Teks Bacaan:

>>

Langsung ke konten utama

Aksi Corat-coret Sesudah Proklamasi 17-8-1945

Oleh H. SOEWARNO DARSOPRAJITNO

RUPANYA corat-coret di sembarang tempat yang dapat menarik perhatian umum, sudah menjadi salah satu kegemaran sebagian anak yang beranjak dewasa.

Corat-coret memang sudah ada sejak zaman prasejarah, dan sekarang pun masih banyak ditemukan di mana saja, termasuk di tugu yang menjadi tanda tempat bertemunya kembali Nabi Adam AS dan Siti Hawa di Jabal Rahmah, Arafah.

Memang banyak corat-coret yang sifatnya vandalistik karena merusak keindahan tataan alam, atau bangunan yang sebenarnya bermanfaat untuk kepentingan umum. Akan tetapi, corat-coret yang pernah dilakukan oleh para remaja usia belasan tahun yang masih duduk di bangku sekolah SLTP atau SMU, sesudah Proklamasi Kemerdekaan RI, merupakan corat-coret yang bersejarah.

Corat-coret yang dilakukan tanpa direkayasa, ternyata dapat membangkitkan rasa persatuan dan kesatuan untuk menggalang kekuatan agar negara Republik Indonesia yang sudah diproklamasikan oleh Sukarno-Hatta tetap berdiri tegak.

Corat-coret tersebut umumnya ditulis dengan cat berwarna merah dan putih dengan bahasa Inggris, di berbagai tempat yang diduga dilalui oleh para wartawan mancanegara yang waktu itu sudah mulai menjelajahi berbagai daerah yang dikuasai para pejuang kemerdekaan, khususnya di Kota Yogyakarta.

<<

Data Hasil Ekstraksi:
>>

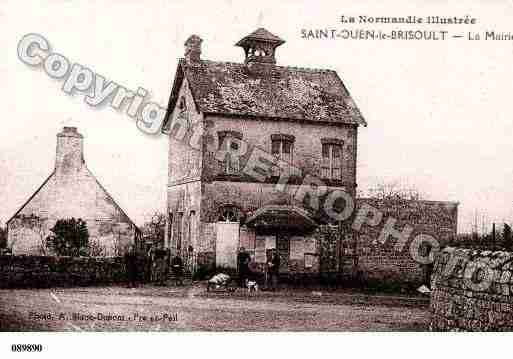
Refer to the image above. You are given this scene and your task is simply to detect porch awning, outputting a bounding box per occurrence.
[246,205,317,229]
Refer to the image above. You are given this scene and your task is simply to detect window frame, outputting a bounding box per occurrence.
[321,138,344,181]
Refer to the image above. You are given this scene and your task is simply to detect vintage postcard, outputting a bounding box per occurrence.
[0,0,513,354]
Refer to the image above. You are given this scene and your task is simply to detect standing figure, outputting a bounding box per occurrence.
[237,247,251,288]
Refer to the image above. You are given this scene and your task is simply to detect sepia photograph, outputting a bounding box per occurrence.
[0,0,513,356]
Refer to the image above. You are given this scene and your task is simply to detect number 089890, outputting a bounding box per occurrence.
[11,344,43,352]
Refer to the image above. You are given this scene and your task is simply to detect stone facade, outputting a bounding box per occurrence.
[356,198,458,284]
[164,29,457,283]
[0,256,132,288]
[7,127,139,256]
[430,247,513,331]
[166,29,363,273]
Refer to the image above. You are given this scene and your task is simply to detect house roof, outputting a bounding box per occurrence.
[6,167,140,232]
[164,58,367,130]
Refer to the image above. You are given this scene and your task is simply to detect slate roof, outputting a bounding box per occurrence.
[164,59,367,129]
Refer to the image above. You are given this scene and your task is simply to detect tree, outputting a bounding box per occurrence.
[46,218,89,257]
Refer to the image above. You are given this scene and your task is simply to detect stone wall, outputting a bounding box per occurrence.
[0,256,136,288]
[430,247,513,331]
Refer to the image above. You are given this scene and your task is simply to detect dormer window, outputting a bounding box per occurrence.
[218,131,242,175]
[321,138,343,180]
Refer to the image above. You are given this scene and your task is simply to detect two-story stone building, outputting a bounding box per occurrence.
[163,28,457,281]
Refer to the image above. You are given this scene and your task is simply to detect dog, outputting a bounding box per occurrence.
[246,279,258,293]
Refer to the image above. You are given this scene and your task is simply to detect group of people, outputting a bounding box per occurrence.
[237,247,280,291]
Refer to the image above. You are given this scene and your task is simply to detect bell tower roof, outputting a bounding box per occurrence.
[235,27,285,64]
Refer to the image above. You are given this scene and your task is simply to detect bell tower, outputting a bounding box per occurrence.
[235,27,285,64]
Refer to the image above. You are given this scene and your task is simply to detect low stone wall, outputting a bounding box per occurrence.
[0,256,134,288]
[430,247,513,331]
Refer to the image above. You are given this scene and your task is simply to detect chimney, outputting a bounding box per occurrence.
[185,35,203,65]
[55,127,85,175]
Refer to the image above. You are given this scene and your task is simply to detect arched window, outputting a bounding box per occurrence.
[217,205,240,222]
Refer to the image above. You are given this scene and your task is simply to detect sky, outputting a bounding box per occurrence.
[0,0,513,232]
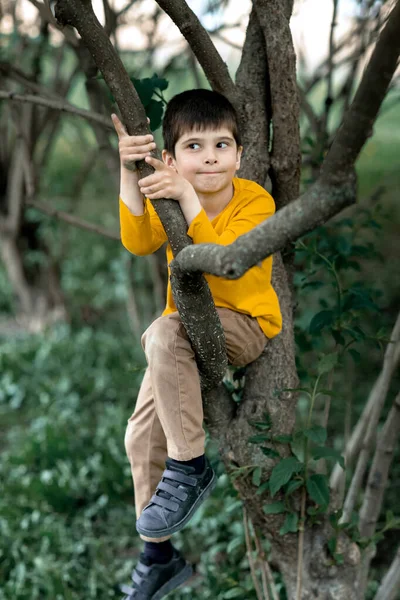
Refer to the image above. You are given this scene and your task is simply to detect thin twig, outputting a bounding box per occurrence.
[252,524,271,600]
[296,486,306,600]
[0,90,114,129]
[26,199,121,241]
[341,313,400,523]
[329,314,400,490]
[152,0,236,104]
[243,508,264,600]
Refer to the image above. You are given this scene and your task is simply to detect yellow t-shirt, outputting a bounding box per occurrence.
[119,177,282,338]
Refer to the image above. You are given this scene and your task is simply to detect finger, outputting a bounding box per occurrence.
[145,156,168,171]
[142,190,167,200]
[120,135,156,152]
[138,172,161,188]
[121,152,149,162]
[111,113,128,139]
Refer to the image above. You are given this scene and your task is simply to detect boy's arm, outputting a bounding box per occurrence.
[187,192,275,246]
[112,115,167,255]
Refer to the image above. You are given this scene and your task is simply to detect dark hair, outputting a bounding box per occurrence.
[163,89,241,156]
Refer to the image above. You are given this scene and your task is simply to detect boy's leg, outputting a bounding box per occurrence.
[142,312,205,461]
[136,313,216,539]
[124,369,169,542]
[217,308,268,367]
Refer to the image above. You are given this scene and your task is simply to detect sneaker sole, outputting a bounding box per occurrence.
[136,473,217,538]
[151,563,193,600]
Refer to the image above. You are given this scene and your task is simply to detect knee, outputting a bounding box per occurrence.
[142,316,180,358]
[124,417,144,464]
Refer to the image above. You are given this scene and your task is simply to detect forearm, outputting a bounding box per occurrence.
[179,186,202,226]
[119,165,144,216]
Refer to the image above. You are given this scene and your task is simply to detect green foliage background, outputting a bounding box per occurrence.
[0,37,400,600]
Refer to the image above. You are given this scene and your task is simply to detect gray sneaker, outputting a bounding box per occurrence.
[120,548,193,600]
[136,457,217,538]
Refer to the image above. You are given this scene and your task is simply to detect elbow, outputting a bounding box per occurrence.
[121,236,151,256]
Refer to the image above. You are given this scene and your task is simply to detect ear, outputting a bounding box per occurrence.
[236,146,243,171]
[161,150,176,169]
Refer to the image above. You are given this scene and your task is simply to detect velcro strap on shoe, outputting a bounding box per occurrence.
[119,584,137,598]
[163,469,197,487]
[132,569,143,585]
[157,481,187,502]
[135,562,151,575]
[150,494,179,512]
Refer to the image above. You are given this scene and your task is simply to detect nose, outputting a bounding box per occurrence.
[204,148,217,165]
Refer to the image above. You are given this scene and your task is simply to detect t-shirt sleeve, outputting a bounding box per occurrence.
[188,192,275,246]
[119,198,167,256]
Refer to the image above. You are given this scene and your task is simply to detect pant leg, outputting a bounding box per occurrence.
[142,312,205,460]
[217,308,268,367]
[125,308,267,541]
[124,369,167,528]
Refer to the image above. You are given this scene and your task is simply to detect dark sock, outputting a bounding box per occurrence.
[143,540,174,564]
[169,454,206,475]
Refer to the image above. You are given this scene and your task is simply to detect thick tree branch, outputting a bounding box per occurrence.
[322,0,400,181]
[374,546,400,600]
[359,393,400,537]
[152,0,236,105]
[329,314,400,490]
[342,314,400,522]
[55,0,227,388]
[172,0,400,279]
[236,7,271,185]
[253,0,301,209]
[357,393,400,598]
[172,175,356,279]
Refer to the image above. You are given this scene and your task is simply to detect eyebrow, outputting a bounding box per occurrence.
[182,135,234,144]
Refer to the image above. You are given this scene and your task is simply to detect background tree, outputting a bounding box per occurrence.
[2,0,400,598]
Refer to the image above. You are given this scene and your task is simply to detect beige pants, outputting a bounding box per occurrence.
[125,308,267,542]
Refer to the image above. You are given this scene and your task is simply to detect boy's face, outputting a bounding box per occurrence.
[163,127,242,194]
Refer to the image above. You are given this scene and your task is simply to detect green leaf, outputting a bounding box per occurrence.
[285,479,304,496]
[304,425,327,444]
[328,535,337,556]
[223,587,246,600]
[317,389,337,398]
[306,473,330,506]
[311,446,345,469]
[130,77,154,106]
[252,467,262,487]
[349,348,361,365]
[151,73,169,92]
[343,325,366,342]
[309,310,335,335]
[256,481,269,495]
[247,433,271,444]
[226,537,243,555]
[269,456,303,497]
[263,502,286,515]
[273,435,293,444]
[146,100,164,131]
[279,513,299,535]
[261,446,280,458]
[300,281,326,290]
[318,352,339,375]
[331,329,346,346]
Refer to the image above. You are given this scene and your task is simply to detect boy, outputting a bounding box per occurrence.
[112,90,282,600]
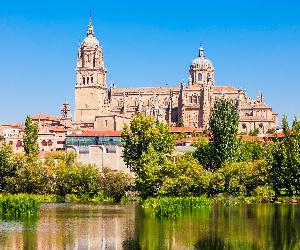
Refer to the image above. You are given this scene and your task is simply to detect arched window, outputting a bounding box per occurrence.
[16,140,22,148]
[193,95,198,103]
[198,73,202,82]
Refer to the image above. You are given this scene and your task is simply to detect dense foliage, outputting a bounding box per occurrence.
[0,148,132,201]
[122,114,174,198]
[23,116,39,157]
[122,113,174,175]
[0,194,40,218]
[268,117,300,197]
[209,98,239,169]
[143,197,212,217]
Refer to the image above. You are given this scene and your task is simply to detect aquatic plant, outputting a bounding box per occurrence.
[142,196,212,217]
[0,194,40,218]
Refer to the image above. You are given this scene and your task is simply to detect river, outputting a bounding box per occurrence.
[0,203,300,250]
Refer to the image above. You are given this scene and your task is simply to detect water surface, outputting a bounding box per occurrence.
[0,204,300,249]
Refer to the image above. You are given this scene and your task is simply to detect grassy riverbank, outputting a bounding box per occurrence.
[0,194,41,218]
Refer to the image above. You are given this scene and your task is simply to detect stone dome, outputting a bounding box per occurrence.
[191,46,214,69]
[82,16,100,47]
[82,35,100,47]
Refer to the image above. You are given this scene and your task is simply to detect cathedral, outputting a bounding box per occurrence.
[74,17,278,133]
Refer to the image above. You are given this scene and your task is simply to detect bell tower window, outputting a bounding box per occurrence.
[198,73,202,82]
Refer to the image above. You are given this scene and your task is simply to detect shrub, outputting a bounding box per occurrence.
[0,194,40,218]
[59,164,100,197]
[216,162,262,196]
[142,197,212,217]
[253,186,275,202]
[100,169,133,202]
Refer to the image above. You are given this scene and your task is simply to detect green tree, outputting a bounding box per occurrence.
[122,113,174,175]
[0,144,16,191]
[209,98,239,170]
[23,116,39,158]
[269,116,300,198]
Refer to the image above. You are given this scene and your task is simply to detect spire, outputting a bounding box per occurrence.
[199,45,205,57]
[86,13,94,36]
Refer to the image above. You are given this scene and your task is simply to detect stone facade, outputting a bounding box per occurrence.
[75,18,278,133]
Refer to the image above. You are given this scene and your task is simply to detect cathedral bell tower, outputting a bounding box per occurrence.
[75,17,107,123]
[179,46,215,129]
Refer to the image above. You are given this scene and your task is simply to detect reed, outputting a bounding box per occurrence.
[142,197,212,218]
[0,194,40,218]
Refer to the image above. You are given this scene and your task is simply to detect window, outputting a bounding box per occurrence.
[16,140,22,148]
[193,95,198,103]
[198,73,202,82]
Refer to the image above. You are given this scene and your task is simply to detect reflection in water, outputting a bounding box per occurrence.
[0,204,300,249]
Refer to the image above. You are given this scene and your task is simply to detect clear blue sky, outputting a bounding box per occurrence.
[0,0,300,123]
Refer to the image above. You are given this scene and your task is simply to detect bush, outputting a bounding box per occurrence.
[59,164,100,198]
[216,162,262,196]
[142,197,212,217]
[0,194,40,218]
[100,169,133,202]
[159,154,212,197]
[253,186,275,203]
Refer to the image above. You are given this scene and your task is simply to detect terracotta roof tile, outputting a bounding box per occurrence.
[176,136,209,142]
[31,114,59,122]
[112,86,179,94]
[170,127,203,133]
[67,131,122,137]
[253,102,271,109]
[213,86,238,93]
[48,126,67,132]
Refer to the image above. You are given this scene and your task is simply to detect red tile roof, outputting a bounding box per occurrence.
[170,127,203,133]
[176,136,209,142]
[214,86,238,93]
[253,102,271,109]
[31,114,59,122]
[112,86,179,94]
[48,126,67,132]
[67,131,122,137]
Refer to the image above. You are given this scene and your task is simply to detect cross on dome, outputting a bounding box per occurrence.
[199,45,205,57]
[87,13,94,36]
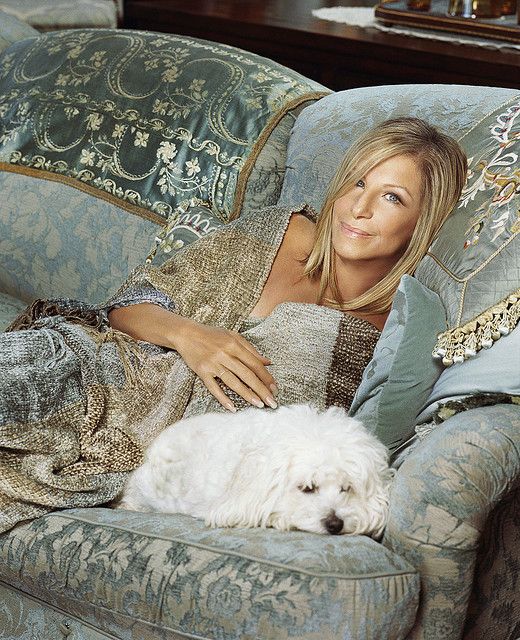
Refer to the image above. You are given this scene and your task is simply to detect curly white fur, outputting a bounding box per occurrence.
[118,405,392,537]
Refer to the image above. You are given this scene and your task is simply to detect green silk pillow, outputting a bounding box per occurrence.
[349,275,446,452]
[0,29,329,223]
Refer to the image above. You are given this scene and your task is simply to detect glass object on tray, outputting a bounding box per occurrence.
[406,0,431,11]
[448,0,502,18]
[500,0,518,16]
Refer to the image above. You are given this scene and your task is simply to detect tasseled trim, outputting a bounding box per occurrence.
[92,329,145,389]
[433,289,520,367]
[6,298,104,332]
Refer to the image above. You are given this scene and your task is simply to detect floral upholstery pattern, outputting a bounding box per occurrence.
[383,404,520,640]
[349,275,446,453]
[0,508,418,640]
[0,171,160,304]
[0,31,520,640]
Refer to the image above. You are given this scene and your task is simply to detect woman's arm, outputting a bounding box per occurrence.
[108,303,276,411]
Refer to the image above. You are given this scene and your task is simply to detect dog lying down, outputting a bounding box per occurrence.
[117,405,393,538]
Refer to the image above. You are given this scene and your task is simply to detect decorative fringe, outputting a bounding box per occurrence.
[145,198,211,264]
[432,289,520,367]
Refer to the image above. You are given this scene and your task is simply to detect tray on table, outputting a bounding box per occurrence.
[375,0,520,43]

<<

Soal Latihan:
**1)** Jawablah pertanyaan berikut berdasarkan teks tentang aksi corat-coret sesudah Proklamasi.
(a) Menurut teks, sejak kapan corat-coret sudah ada?
(b) Siapa yang melakukan corat-coret bersejarah sesudah Proklamasi Kemerdekaan RI?
(c) Dengan cat berwarna apa dan dalam bahasa apa corat-coret tersebut umumnya ditulis?
**2)** Tambahkan -68 pada setiap angka koordinat kotak pembatas di bagian daftar, mulai dari baris yang memuat "woman's arm, outputting a bounding box per occurrence." sampai dengan baris yang memuat "[108,303,276,411]". Tuliskan kembali semua baris tersebut beserta permintaannya.
Daftar ini tidak ada hubungannya dengan teks bacaan.

Kunci Jawaban:
**1)**
(a) Sejak zaman prasejarah.
(b) Para remaja usia belasan tahun yang masih duduk di bangku sekolah SLTP atau SMU.
(c) Dengan cat berwarna merah dan putih, dalam bahasa Inggris.

**2)**
Refer to the image above. You are given this scene and your task is simply to detect woman's arm, outputting a bounding box per occurrence.
[40,235,208,343]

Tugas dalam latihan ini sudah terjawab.